(TASK REQUIREMENTS)
1. From the article about the California court ruling, copy word for word the part that opens with the words containing "In other words: Exercise" and closes with "Washington Post noted.".
2. In the article about the California court ruling, who wrote the 18-page decision?
3. List every person named in the article about the California court ruling.

(EXCERPT TO READ)
In California, docs can't say, "Sorry, you're gay"

In a final decision on a 1999 lawsuit, the state Supreme Court rules that antidiscrimination law trumps "religious freedom."

Published August 20, 2008 1:33PM (EDT)

Gays and lesbians, as you may have heard, may now take wedding vows in California. And as of Monday -- yahoo No. 2 for the state Supreme Court! -- they can expect fair treatment "in sickness," too.

Ruling, for good, in the 1999 case of lesbian Guadalupe Benitez (covered here in Broadsheet), whose doctors had denied her fertility treatment in the name of [their version of] Christianity, which apparently says certain people should neither be fruitful nor multiply, the court -- unanimously -- "barred doctors from invoking their religious beliefs as a reason to deny treatment to gays and lesbians," the Associated Press reported Tuesday. Bottom line: "State law prohibiting sexual orientation discrimination extends to the medical profession."

"That holds true, Justice Joyce L. Kennard wrote in the 18-page decision, 'even if compliance poses an incidental conflict with the defendants' religious beliefs,'" the Washington Post reported. "If a doctor wants to refuse a service because of religious beliefs, the court found, he or she must refuse all patients, or provide a doctor who can provide the service to everyone."

In other words: Exercise of religion is a right. Practice of medicine, which requires a license from the state -- which, in turn, has a compelling interest in equal access to healthcare -- is not.

Jennifer C. Pizer, the Lambda Legal lawyer representing Benitez, "said that while the law protects doctors who refuse certain treatments on religious grounds, it does not allow them to do so on a discriminatory or selective basis," the Washington Post noted.

Data entries
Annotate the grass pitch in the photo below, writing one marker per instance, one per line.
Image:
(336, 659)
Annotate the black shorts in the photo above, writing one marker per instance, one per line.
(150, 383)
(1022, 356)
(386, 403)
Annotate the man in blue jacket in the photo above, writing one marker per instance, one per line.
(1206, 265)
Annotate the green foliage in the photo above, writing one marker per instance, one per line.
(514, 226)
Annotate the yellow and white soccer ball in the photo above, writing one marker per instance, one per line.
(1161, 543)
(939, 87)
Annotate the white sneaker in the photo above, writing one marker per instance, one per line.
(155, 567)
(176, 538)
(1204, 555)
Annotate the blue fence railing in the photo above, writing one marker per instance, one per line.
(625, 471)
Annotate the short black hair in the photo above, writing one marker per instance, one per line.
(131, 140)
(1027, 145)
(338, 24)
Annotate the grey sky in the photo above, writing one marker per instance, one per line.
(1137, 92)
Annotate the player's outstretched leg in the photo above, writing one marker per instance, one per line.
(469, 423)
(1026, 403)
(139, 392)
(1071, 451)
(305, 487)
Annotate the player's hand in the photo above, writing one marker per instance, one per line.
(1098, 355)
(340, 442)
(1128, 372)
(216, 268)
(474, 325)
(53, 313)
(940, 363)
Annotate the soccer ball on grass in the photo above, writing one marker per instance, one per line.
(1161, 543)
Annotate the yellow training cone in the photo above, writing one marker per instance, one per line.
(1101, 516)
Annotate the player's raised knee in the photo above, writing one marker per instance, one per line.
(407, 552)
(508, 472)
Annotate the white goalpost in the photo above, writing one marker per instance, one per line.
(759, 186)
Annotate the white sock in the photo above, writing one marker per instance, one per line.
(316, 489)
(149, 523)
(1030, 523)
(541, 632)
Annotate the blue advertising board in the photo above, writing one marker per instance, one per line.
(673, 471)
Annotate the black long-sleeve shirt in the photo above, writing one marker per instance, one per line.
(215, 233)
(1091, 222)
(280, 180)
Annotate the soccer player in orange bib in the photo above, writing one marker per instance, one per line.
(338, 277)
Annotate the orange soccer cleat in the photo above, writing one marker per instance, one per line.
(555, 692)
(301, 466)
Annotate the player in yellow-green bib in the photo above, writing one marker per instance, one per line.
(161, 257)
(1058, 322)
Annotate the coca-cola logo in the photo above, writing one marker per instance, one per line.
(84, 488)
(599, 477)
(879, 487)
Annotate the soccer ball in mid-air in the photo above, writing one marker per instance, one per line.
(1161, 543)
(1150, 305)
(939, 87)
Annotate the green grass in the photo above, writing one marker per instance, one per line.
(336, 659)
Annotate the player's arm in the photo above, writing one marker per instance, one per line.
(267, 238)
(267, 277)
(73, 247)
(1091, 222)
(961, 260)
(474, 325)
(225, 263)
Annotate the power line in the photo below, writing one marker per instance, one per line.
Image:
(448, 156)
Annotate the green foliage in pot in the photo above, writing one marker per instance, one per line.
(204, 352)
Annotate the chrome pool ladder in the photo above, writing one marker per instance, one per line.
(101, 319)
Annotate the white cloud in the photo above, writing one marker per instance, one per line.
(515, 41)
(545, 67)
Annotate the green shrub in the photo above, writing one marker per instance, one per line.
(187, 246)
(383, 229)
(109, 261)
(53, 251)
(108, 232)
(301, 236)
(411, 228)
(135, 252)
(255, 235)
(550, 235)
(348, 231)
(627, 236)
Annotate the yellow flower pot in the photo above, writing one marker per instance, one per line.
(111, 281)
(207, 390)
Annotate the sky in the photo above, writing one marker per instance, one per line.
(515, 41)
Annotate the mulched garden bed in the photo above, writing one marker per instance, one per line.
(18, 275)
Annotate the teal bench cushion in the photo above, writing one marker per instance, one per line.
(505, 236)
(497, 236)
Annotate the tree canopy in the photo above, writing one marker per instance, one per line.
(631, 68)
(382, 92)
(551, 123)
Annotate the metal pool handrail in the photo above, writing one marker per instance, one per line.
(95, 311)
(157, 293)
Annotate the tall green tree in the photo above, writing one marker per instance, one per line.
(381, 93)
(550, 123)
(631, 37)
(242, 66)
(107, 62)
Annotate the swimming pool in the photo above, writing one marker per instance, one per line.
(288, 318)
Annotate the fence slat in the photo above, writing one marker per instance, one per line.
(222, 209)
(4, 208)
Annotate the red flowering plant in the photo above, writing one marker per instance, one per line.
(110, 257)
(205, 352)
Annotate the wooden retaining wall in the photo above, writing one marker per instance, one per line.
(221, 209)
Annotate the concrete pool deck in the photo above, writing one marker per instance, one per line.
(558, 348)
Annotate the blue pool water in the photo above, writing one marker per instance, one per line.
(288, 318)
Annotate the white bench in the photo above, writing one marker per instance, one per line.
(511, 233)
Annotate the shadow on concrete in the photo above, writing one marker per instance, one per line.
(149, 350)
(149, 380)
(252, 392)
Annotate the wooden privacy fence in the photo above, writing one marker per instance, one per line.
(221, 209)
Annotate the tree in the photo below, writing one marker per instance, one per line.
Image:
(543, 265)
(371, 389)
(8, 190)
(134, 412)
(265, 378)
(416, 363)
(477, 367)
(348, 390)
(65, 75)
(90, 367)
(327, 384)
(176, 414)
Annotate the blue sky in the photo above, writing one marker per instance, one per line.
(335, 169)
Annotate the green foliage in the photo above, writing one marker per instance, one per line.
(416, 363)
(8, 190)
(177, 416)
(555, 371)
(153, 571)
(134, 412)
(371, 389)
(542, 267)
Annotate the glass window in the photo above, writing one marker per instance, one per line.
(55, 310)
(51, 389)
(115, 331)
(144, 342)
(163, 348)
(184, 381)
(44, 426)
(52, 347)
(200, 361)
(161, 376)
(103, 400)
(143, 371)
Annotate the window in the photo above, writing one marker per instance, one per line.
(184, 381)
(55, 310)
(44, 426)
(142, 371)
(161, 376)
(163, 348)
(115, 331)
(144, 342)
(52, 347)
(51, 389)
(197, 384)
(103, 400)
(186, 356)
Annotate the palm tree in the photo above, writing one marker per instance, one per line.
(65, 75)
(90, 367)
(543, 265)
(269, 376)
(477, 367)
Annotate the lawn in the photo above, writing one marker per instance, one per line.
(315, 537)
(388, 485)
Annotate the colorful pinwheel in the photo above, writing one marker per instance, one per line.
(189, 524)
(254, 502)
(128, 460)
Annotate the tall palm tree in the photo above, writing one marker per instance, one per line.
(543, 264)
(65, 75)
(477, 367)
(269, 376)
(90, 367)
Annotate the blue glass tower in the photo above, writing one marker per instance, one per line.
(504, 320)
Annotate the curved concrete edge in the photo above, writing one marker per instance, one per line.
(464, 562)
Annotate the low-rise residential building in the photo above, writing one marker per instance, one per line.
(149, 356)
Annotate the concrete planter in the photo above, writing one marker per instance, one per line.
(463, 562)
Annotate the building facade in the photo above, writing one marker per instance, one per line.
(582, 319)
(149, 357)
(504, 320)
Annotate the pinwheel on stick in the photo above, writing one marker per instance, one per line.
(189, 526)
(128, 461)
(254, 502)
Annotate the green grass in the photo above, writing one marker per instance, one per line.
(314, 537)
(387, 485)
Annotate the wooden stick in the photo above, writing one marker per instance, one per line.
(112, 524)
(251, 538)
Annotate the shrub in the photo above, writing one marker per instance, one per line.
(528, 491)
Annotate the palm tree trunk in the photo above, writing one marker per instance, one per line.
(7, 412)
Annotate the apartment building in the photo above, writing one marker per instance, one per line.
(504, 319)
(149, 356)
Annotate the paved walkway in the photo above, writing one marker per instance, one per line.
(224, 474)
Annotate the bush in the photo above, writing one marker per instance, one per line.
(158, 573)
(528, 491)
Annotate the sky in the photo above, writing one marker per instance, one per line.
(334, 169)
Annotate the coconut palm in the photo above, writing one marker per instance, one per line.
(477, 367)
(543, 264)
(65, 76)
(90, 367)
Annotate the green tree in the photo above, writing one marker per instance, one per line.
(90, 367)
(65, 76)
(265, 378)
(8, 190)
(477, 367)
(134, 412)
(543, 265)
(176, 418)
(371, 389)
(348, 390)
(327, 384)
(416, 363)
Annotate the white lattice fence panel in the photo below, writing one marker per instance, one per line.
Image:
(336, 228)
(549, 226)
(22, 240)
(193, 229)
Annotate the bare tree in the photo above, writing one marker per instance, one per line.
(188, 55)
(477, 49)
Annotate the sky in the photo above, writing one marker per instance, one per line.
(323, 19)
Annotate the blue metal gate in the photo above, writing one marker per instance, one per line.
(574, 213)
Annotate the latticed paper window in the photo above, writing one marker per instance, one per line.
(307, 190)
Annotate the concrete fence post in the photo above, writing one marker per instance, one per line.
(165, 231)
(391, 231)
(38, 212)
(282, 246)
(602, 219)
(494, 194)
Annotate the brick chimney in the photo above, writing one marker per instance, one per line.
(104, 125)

(TASK-BY-TASK RESULTS)
1.
In other words: Exercise of religion is a right. Practice of medicine, which requires a license from the state -- which, in turn, has a compelling interest in equal access to healthcare -- is not.

Jennifer C. Pizer, the Lambda Legal lawyer representing Benitez, "said that while the law protects doctors who refuse certain treatments on religious grounds, it does not allow them to do so on a discriminatory or selective basis," the Washington Post noted.

2. Justice Joyce L. Kennard

3. Guadalupe Benitez, Joyce L. Kennard, Jennifer C. Pizer